▶ **Requirement**: Locate each line in the items below that contains the string "wake", treating uppercase and lowercase as different, and copy every such line in full.

Start of Provided data

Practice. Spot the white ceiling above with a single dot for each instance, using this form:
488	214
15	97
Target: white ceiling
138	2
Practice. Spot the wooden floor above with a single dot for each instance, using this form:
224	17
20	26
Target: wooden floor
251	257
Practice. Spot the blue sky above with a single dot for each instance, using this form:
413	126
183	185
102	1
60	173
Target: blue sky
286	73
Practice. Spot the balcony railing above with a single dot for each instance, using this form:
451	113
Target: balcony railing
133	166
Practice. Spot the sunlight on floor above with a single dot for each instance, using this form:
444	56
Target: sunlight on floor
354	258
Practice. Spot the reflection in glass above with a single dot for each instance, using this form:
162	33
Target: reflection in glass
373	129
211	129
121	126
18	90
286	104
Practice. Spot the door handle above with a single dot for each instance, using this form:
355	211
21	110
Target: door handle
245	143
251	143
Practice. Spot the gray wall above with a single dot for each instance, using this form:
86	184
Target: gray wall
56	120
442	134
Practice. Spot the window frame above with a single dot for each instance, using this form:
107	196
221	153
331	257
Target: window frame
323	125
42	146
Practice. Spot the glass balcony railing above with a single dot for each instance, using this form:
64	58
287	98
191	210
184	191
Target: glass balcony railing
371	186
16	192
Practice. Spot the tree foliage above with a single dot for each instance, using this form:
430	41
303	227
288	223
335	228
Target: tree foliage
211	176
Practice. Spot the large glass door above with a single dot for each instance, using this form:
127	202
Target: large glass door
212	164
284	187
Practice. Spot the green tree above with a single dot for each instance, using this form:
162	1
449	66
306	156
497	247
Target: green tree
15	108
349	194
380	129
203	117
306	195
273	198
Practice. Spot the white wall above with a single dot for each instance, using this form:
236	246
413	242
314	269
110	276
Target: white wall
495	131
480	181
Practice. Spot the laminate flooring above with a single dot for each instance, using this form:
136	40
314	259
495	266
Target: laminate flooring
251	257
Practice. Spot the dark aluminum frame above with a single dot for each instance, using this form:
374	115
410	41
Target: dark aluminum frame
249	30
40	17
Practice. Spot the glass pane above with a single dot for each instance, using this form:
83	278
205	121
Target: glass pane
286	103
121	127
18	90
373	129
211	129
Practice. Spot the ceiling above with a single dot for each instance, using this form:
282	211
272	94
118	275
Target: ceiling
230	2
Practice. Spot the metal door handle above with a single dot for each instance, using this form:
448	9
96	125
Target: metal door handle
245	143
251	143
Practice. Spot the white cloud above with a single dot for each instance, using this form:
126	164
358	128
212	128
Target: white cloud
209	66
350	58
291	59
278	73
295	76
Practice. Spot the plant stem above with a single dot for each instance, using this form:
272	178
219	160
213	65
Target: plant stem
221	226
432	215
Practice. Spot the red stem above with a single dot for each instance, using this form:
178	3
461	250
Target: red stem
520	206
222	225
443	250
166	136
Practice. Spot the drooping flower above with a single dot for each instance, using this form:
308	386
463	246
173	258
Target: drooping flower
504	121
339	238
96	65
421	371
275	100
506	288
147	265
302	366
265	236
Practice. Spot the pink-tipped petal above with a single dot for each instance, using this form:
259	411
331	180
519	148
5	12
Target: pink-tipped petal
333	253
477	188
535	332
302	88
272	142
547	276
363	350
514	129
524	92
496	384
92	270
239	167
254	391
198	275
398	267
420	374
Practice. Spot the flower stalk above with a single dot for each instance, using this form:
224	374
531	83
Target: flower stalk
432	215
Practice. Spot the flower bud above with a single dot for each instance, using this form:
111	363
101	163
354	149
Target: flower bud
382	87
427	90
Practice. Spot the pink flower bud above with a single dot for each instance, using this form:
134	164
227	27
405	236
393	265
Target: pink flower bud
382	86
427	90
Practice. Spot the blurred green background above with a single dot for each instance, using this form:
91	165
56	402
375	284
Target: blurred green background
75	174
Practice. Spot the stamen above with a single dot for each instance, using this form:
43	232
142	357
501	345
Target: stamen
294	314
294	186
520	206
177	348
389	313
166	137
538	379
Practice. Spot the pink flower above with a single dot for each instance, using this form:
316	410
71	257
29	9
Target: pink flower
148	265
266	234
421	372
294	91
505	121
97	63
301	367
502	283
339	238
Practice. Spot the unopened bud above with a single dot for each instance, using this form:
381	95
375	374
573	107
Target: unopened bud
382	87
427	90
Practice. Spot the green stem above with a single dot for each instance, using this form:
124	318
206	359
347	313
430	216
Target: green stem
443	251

End of Provided data
Start of Provided data

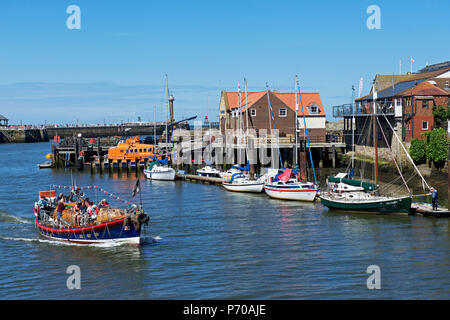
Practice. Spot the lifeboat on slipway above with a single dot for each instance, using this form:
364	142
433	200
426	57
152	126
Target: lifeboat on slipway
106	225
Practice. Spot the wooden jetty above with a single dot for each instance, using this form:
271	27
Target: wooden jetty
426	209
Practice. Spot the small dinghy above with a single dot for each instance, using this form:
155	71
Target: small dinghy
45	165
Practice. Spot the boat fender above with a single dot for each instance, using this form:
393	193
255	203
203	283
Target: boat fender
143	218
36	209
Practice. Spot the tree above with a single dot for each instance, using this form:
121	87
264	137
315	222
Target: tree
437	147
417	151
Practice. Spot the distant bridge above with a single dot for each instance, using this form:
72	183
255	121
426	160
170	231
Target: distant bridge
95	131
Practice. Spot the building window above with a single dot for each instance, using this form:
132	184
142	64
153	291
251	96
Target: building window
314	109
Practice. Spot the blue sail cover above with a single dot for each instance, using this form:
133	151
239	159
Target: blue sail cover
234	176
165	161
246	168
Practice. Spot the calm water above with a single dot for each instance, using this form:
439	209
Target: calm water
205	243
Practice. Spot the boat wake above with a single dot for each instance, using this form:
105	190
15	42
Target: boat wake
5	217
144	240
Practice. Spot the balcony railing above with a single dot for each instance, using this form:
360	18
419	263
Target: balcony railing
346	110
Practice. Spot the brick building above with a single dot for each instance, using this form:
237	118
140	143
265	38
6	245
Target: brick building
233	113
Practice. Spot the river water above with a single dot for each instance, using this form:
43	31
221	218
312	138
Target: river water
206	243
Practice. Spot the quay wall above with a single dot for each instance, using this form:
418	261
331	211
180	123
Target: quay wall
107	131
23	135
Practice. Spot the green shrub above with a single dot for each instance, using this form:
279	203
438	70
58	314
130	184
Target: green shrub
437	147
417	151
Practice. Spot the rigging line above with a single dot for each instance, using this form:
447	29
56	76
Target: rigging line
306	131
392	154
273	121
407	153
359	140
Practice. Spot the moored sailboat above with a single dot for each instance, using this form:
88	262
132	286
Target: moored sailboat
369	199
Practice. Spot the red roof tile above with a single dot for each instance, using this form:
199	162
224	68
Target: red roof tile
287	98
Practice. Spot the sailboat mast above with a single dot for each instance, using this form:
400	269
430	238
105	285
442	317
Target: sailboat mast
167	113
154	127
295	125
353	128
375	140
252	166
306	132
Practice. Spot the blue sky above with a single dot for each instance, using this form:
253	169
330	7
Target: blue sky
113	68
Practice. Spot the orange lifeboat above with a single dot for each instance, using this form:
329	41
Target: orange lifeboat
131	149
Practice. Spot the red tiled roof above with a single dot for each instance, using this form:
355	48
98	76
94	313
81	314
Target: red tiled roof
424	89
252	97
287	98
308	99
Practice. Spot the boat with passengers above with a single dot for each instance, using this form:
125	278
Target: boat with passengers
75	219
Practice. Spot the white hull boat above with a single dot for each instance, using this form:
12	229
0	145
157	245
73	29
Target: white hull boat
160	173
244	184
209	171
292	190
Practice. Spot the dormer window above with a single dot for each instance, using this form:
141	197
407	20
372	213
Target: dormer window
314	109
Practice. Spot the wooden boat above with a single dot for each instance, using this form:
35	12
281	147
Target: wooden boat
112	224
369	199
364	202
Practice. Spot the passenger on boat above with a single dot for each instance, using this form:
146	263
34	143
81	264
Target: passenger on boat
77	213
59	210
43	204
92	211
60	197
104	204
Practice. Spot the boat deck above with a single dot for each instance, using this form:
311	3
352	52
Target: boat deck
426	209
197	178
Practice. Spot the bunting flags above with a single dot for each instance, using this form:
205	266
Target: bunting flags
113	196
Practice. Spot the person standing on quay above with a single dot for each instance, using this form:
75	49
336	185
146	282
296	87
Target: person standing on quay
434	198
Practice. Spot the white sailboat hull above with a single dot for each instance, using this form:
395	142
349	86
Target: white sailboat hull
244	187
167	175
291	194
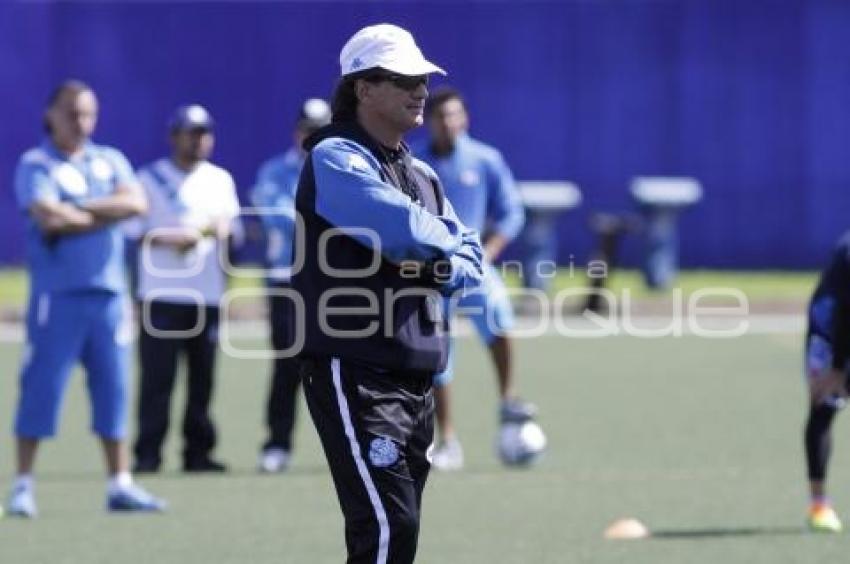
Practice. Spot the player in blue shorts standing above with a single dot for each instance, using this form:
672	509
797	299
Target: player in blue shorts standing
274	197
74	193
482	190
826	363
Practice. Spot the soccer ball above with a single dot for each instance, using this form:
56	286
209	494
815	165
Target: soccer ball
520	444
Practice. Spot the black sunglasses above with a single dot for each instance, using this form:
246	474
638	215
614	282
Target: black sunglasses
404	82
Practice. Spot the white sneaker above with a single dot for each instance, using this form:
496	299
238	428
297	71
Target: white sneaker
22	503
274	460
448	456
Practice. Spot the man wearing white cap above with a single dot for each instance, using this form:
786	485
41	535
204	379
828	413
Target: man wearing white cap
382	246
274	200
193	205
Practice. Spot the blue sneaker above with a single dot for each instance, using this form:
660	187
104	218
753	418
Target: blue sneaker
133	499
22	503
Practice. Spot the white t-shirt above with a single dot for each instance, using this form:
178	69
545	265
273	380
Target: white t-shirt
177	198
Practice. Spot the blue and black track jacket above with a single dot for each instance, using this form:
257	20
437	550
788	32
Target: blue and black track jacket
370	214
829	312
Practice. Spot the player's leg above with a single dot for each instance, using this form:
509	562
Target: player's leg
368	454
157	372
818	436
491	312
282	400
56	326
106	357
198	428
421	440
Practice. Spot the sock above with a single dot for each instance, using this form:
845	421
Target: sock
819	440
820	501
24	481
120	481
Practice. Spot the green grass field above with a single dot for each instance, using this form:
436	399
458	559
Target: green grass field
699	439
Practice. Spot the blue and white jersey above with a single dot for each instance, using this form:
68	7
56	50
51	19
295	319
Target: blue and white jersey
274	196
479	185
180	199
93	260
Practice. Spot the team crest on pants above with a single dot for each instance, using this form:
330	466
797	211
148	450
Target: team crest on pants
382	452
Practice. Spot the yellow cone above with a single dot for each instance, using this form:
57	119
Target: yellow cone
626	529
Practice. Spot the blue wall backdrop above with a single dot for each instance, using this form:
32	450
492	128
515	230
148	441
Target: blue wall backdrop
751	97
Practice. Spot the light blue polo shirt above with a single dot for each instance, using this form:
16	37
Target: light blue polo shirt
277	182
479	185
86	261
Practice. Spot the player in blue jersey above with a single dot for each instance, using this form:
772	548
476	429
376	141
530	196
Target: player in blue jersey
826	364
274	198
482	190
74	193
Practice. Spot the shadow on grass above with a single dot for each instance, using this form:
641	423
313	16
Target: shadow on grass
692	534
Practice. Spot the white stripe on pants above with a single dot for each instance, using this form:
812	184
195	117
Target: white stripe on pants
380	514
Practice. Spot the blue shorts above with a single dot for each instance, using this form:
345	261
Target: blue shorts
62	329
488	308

End of Provided data

▶ **Reply to the exercise**:
Practice. Spot the boat wake above with a single dot for each instance, using this form:
Target: boat wake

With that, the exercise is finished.